→ WHAT TO DO: The entries below should be output exactly as written.

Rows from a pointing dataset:
·····

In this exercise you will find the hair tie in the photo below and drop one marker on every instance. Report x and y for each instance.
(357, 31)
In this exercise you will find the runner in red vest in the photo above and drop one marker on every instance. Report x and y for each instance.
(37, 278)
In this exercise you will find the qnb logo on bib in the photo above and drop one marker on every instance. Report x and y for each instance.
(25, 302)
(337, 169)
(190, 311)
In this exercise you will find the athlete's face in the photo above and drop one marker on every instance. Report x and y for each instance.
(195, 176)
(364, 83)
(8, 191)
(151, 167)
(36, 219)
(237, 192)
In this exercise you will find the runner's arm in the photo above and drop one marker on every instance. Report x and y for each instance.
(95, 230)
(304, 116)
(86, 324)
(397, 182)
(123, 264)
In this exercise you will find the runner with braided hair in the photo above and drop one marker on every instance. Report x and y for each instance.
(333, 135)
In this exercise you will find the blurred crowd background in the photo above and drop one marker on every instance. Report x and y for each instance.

·····

→ IN RESPONSE:
In this exercise you will find the hair tie in the photo below and drop one marker on every instance. Report x and y for each instance.
(357, 31)
In this exercise you will find the runner in red vest in the photo above and drop one marker on every instance. Report x and y for each instance.
(37, 278)
In this exercise you will find the qnb logo on bib in the photo above and drop one marker on every instance. Report x and y for each instance.
(25, 302)
(337, 169)
(190, 311)
In this exercise you will find the athlete's face in the photo above and drop one marker on every instance. Report x and y for each instance.
(195, 176)
(364, 83)
(8, 191)
(151, 167)
(36, 219)
(237, 192)
In this exercise you will find the runner's arm in the photo above and drop one marker on every instance. Report x and y for each instance.
(95, 230)
(304, 116)
(86, 324)
(397, 182)
(123, 264)
In this exercise you will find the runner with braided hair in the photo above and drop one marker on every instance. Report x and y for each instance.
(333, 135)
In this exercise you will find the blurred crowd background in the photo above and drop one marker on every instance. Report x and y for each instance.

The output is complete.